Part of a data file
● ● ● ●

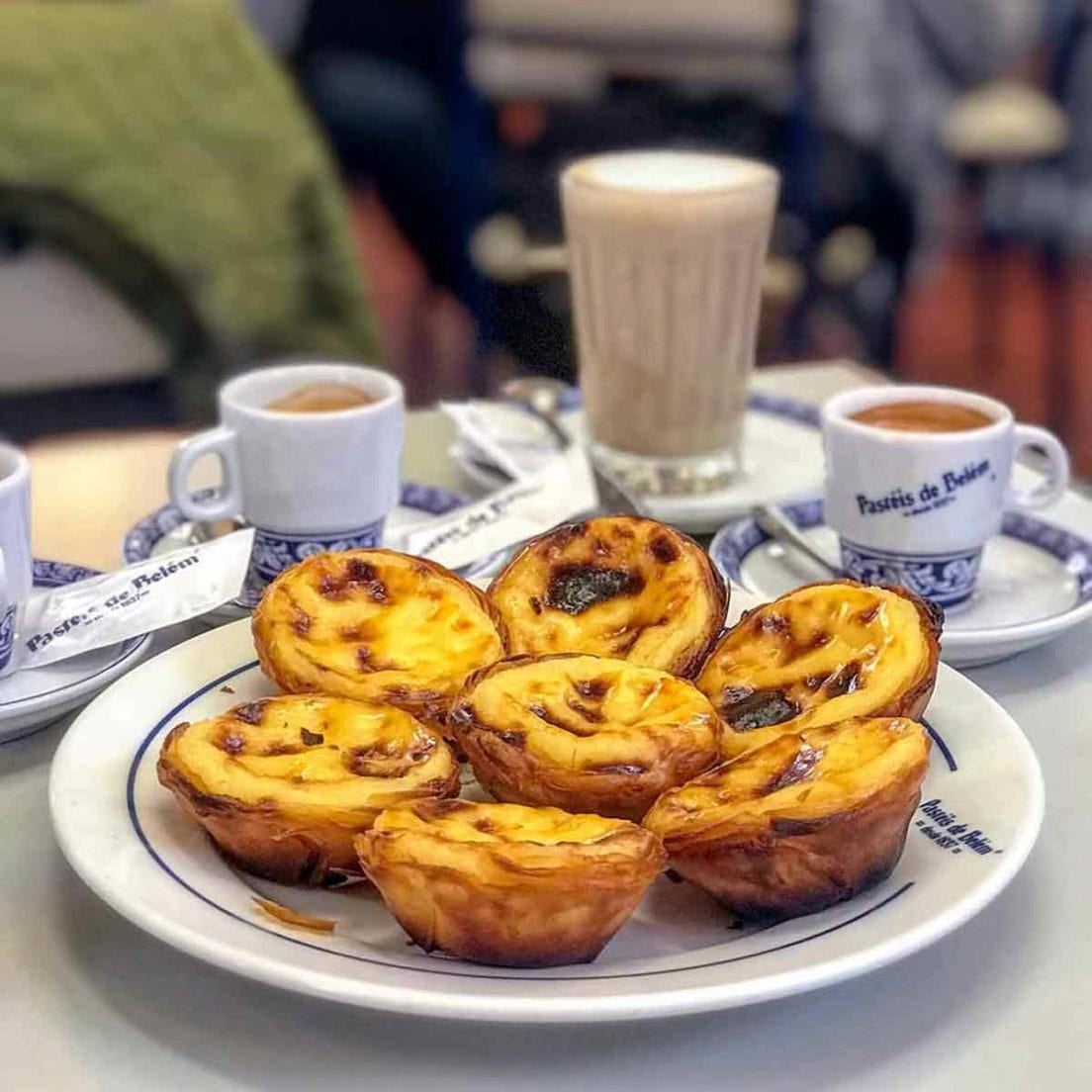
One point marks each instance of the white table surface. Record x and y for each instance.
(88, 1001)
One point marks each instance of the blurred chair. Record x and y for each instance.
(159, 147)
(996, 127)
(577, 76)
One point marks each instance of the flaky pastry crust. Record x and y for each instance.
(282, 784)
(809, 819)
(376, 625)
(584, 733)
(820, 654)
(506, 884)
(617, 586)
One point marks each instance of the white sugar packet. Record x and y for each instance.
(564, 489)
(503, 436)
(116, 606)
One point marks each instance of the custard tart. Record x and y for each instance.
(617, 586)
(375, 625)
(584, 733)
(282, 784)
(820, 654)
(506, 884)
(807, 820)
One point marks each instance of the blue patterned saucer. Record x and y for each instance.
(31, 699)
(166, 528)
(1035, 582)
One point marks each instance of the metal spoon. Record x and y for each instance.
(541, 397)
(774, 521)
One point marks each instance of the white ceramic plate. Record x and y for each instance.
(783, 461)
(132, 843)
(32, 699)
(1035, 585)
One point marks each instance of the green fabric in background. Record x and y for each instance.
(161, 145)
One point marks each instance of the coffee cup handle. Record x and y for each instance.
(1057, 479)
(221, 442)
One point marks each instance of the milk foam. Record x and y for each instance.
(673, 171)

● ● ● ●

TASK STATEMENT
Rewrite every row above with "Record" changed to "Write down" wherever it occurs and nothing else altered. Leave the pictures out.

COMPLETED EXERCISE
One point marks each instance of the white table surface. Write down x and y for each instance.
(88, 1001)
One point marks each instance of the blurred chair. Write down x and y for each instance.
(159, 147)
(996, 127)
(577, 76)
One point marks each instance of the flaky pastry crust. Write down x and y for each instance.
(282, 784)
(809, 819)
(376, 625)
(584, 733)
(820, 654)
(506, 884)
(617, 586)
One point marks each instance of the white sugar packet. Write down x and y for each instance.
(564, 489)
(503, 436)
(116, 606)
One point marks each instance of the custard tart. Write down x and y for each instance.
(617, 586)
(375, 625)
(584, 733)
(282, 784)
(820, 654)
(506, 884)
(807, 820)
One point marks each instance of the blue patterned saucer. Write down x and y for each instance.
(31, 699)
(166, 528)
(1035, 582)
One point marks each instance of the metal spoon. Write down x and y for each instance.
(541, 397)
(774, 521)
One point marks each instance of the white ceramic plate. Write down x and y for each instance.
(783, 461)
(132, 843)
(32, 699)
(1035, 585)
One point marks each instance of the green fabric in background. Write down x and y for each instance.
(161, 145)
One point marks each instance of the coffee cup handle. Write down x and y for each instance.
(1057, 479)
(221, 442)
One point marks each instance of the milk foam. Write down x and y for each instance.
(673, 171)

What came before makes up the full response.